» Work instructions
Please pick out every line in the listing below that contains the string "bush" and copy each one. Case counts.

========================

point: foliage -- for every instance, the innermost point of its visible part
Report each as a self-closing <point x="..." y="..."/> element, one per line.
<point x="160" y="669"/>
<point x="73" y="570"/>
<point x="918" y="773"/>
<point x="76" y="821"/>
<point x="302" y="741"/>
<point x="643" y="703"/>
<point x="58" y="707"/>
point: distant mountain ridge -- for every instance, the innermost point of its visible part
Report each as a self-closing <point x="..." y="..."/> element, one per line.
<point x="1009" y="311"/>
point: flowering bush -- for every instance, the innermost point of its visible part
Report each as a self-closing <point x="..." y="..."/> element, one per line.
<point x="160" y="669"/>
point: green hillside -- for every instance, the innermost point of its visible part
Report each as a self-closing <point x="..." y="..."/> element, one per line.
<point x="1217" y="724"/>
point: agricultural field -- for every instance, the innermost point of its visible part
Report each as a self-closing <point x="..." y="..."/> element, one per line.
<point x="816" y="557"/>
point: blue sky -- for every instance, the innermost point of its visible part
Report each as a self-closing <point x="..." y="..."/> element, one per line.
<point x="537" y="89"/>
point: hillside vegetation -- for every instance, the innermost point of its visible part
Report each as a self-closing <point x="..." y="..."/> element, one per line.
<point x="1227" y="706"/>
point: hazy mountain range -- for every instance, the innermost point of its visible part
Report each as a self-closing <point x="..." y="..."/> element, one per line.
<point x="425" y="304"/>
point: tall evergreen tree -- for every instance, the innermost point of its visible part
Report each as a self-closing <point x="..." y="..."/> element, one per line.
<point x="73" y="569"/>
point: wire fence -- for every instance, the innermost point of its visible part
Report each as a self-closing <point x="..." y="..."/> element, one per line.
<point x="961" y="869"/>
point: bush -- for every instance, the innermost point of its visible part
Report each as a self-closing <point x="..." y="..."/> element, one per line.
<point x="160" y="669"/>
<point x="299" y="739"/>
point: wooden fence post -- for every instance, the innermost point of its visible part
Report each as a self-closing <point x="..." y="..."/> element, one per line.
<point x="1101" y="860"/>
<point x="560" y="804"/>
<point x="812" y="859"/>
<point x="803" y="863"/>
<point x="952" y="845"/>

========================

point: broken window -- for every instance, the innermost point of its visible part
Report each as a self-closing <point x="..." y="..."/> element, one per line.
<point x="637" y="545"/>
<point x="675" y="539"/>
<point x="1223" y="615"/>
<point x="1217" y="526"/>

========================

» Task result
point: flowering bush -- for every instance, the innermost point of its visible part
point: bush -- for every instance, the innermost point of its visible part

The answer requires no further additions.